***** TEXT SECTION *****

Waste Not, Want Not: Feed, Seed, and Flour Sacks

My maternal grandmother, Laura Jane Waldrop Gregg, did not coin the idiom “Waste not, want not,” but she lived it every day in the way she managed her house. Born in 1899 and married in 1921, she had her third of four children—my mother–in October 1929, just at the cusp of the Great Depression, and her fourth child—my aunt Dot–in 1933, in the heart of it. She and her husband, Henry Clay Gregg, owned a small farm in the Samantha community in rural North Tuscaloosa County, Alabama, where they grew corn, cotton, sugar cane, and field peas, and it was a daily struggle to hang on—to keep food on the table, to keep the kids in clothes and shoes, to pay the seed and fertilizer bills, to pay the mortgage, to survive.

***** DATA ENTRIES *****

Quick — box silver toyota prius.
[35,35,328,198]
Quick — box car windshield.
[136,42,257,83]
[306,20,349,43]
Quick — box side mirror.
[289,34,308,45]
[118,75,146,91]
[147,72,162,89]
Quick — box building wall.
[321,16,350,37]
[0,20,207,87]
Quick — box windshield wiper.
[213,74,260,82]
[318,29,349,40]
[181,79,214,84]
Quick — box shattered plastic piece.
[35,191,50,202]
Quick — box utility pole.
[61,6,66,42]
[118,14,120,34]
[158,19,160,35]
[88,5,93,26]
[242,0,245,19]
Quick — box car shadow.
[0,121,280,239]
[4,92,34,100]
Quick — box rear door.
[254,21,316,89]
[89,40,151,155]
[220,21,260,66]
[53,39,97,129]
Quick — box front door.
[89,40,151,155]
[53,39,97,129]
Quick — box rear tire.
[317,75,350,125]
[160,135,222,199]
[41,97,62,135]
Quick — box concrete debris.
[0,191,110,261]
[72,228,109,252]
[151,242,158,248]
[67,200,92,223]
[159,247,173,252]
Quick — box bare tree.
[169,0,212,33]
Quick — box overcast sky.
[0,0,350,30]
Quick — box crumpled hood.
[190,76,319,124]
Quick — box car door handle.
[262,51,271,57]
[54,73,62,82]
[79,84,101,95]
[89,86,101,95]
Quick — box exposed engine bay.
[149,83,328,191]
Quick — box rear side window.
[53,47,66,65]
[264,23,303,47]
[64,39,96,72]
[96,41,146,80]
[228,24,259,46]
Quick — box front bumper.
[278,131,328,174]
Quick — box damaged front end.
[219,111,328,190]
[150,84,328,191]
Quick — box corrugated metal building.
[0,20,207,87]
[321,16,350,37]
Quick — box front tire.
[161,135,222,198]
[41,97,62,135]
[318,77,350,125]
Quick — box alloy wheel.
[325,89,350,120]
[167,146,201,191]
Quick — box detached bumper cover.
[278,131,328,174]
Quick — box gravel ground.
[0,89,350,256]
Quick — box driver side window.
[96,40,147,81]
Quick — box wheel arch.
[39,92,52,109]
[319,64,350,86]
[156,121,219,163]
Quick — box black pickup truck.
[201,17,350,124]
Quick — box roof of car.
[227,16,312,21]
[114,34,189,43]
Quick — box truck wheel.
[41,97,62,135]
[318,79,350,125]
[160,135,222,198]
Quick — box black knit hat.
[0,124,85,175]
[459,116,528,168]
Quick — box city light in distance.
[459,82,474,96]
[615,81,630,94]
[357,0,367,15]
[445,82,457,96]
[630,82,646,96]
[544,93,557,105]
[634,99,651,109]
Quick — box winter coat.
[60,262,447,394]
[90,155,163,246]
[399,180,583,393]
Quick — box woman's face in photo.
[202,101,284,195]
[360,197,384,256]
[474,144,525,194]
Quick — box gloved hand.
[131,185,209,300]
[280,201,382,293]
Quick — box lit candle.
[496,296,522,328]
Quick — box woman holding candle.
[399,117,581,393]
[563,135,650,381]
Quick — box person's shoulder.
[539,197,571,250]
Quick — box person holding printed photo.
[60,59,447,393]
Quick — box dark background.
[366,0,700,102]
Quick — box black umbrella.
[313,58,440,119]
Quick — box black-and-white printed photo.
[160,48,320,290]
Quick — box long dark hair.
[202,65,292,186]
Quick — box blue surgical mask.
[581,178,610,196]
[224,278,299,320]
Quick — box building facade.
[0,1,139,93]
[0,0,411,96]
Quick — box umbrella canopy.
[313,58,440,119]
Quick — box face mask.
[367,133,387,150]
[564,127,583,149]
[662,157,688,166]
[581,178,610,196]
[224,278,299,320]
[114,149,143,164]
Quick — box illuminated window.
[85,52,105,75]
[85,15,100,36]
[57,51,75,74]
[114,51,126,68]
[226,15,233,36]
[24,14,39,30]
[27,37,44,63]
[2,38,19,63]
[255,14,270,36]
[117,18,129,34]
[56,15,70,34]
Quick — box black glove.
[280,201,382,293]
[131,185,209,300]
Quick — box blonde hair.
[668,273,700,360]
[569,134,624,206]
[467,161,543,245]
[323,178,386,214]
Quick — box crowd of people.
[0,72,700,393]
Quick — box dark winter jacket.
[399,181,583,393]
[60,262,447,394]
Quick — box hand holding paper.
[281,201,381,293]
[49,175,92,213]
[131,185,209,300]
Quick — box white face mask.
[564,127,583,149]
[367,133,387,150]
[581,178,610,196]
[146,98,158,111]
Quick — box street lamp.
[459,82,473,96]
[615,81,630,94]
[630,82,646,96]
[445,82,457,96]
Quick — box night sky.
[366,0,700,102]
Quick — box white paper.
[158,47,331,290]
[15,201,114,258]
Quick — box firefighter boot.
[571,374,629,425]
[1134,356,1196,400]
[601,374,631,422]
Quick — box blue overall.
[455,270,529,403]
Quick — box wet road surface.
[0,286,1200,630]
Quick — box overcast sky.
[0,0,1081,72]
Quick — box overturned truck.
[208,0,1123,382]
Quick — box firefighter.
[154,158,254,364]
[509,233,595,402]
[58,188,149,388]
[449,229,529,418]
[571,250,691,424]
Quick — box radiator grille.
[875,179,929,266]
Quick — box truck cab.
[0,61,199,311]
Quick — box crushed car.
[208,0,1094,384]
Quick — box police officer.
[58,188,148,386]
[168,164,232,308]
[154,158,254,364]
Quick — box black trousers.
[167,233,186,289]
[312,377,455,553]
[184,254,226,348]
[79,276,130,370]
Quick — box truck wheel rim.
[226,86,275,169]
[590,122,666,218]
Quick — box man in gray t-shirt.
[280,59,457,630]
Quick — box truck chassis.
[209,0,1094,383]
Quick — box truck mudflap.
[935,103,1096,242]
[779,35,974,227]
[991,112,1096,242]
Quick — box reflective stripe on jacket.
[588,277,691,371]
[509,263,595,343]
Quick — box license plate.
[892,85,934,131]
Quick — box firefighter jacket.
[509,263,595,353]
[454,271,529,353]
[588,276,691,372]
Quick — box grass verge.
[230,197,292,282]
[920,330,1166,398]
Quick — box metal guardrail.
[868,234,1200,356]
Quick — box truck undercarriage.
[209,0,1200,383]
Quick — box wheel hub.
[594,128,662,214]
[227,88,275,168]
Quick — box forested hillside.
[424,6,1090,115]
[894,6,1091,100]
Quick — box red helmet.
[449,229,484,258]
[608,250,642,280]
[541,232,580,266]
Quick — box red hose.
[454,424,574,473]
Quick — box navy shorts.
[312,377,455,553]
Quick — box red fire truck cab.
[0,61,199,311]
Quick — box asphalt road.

*****

▸ WRITTEN INSTRUCTION A: Echo back the Waste Not, Want Not text word for word, everything from "Waste Not, Want Not: Feed, Seed, and" down to "mortgage, to survive.".
▸ WRITTEN INSTRUCTION B: Translate this sentence from the Waste Not, Want Not text into Spanish: "My maternal grandmother, Laura Jane Waldrop Gregg, did not coin the idiom “Waste not, want not,” but she lived it every day in the way she managed her house."
▸ WRITTEN INSTRUCTION C: Name every crop that the Waste Not, Want Not text says was grown on the family farm.

▸ CORRECT OUTPUT A:
Waste Not, Want Not: Feed, Seed, and Flour Sacks

My maternal grandmother, Laura Jane Waldrop Gregg, did not coin the idiom “Waste not, want not,” but she lived it every day in the way she managed her house. Born in 1899 and married in 1921, she had her third of four children—my mother–in October 1929, just at the cusp of the Great Depression, and her fourth child—my aunt Dot–in 1933, in the heart of it. She and her husband, Henry Clay Gregg, owned a small farm in the Samantha community in rural North Tuscaloosa County, Alabama, where they grew corn, cotton, sugar cane, and field peas, and it was a daily struggle to hang on—to keep food on the table, to keep the kids in clothes and shoes, to pay the seed and fertilizer bills, to pay the mortgage, to survive.

▸ CORRECT OUTPUT B: Mi abuela materna, Laura Jane Waldrop Gregg, no acuñó el refrán «Waste not, want not», pero lo vivía cada día en la manera en que llevaba su casa.

▸ CORRECT OUTPUT C: Corn, cotton, sugar cane, field peas